### TASK GOAL
Can you rewrite the stretch of lines from the one containing "like x=231 y=90." through the one containing "x=341 y=282", putting "widest part" in place of "thickest part" and leaving everything else unchanged?

Stored data:
begin

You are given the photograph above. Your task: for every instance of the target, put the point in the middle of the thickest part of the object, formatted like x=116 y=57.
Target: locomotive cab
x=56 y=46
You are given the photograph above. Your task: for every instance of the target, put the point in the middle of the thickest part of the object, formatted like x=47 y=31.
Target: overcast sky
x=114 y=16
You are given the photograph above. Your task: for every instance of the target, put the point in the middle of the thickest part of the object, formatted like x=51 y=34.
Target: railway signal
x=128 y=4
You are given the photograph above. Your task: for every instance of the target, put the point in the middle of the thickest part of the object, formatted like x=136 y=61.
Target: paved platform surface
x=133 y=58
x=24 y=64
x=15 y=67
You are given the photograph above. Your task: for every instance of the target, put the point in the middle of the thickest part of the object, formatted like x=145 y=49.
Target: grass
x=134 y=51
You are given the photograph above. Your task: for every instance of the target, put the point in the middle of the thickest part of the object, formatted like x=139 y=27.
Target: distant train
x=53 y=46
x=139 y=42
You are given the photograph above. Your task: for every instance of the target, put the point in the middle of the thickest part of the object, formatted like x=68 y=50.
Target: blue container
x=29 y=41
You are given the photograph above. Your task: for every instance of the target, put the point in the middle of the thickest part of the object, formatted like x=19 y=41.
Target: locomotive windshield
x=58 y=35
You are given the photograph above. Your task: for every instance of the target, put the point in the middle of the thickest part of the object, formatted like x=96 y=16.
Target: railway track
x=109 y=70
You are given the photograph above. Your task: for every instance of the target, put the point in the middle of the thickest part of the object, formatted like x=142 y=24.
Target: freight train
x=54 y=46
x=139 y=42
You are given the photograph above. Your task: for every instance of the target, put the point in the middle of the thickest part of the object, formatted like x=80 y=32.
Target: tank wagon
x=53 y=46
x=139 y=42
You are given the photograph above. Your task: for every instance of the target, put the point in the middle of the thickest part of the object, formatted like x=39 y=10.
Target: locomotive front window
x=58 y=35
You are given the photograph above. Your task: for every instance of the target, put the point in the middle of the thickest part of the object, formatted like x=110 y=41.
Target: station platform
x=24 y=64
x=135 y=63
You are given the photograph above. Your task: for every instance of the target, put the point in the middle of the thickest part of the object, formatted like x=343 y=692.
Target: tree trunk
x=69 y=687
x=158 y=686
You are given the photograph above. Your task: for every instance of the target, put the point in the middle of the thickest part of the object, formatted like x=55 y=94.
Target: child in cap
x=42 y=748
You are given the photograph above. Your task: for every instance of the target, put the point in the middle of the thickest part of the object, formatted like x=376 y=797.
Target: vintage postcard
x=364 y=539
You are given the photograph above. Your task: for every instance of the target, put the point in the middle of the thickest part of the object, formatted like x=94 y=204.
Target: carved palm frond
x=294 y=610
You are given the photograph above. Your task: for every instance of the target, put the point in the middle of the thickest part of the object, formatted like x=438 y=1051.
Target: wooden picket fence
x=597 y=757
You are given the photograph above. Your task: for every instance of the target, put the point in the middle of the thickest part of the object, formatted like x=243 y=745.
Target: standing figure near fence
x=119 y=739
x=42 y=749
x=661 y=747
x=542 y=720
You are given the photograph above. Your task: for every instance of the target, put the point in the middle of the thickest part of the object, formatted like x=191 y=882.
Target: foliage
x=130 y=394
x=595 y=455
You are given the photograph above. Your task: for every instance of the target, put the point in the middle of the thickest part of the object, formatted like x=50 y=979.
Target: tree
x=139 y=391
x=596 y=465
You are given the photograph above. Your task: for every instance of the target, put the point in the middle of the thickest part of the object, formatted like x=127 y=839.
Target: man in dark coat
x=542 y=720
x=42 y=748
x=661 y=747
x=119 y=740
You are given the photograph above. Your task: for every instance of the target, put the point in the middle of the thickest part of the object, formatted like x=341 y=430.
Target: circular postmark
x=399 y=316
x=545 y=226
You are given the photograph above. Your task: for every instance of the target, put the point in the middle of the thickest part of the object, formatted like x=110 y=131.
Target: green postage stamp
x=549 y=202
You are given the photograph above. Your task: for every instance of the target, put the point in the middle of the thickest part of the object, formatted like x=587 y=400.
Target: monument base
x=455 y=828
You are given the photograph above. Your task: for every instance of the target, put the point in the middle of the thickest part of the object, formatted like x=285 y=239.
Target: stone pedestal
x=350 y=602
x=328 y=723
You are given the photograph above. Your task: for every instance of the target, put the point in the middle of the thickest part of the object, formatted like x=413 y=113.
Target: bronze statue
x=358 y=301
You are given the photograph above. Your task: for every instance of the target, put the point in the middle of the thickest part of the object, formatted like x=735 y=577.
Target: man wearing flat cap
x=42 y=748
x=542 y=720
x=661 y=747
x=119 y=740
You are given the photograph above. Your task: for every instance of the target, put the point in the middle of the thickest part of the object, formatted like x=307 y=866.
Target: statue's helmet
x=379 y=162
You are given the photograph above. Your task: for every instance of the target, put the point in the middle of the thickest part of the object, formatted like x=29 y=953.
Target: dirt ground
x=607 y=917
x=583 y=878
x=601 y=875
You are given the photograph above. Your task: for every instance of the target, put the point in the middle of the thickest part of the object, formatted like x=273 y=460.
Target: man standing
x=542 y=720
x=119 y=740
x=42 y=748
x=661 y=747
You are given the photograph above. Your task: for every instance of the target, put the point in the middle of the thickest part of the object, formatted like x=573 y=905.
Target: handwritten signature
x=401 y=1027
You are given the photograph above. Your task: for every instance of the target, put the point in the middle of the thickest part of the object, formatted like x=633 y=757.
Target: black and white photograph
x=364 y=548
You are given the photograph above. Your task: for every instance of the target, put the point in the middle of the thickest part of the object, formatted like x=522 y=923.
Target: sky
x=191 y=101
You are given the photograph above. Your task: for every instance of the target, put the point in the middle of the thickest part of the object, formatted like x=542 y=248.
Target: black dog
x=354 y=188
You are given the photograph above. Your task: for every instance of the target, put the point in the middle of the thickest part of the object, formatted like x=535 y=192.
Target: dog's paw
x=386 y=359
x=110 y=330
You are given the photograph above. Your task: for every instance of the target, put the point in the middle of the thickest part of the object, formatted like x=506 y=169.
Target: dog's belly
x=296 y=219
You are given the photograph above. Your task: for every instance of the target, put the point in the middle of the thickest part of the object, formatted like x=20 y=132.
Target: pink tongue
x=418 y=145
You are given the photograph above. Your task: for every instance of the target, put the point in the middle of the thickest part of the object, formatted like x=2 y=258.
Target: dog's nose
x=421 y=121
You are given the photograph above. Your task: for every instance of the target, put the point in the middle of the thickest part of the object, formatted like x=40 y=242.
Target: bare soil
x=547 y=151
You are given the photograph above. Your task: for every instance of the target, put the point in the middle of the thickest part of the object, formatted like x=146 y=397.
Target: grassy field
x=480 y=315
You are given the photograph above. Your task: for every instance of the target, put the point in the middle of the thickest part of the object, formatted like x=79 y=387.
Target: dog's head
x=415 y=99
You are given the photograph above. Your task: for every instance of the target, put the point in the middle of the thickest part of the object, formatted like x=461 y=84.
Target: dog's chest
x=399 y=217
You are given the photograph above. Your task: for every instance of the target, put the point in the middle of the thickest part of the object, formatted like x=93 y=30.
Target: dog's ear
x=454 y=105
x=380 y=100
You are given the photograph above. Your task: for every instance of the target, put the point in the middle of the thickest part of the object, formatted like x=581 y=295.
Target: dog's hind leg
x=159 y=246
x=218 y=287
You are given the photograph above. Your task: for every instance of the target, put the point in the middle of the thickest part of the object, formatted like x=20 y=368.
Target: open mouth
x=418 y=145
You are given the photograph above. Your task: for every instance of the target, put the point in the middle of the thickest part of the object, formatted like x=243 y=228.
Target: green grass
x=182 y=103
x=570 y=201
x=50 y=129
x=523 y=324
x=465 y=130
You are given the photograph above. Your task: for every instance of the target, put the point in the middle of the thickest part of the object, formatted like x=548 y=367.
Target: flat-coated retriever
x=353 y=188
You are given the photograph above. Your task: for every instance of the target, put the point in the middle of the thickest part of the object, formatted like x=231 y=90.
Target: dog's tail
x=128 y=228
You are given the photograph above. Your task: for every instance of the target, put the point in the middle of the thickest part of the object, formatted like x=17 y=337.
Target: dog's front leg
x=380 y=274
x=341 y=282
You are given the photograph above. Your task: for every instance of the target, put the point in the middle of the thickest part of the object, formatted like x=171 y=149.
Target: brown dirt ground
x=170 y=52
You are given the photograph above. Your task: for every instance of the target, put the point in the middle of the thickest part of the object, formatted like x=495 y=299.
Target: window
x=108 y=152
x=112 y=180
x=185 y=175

end

### OUTPUT FOR THIS TASK
You are given the photograph above. Your task: for every instance of the target, put the point in the middle of the widest part of the object, formatted like x=231 y=90.
Target: dog's tail
x=128 y=228
You are given the photograph above. Your task: for every instance of the target, put the point in the middle of the widest part of the object, formatted like x=17 y=337.
Target: dog's front leg
x=380 y=274
x=341 y=282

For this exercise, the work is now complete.